_ACTIVITY_
Across the entries, count the lines that include "shirt" and report only that number.

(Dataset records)
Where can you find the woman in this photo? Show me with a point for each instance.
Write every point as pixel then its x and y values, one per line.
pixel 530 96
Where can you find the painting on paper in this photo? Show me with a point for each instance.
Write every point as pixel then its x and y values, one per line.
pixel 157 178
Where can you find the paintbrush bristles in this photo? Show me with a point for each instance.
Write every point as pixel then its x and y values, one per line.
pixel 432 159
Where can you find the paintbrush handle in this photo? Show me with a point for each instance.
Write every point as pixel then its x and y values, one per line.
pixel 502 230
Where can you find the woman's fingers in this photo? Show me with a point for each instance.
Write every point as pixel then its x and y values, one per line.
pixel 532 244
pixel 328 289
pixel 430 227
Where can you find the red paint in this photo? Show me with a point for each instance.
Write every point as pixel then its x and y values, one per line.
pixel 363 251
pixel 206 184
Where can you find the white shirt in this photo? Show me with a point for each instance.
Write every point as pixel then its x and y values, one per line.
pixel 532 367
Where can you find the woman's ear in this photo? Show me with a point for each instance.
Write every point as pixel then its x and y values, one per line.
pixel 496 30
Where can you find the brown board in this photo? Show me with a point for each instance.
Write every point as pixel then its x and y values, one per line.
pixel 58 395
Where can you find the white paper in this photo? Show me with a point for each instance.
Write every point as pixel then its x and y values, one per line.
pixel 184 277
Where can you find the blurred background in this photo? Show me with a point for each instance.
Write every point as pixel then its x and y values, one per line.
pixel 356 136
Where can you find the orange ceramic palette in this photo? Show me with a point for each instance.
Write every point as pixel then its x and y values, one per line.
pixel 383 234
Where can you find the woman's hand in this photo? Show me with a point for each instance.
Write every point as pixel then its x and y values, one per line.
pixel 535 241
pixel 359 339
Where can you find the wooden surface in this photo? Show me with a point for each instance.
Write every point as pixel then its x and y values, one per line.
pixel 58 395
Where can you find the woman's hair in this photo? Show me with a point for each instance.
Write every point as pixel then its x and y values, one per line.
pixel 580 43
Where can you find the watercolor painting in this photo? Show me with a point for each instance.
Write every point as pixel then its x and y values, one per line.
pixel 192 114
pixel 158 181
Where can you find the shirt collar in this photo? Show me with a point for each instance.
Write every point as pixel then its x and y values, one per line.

_RESULT BELOW_
2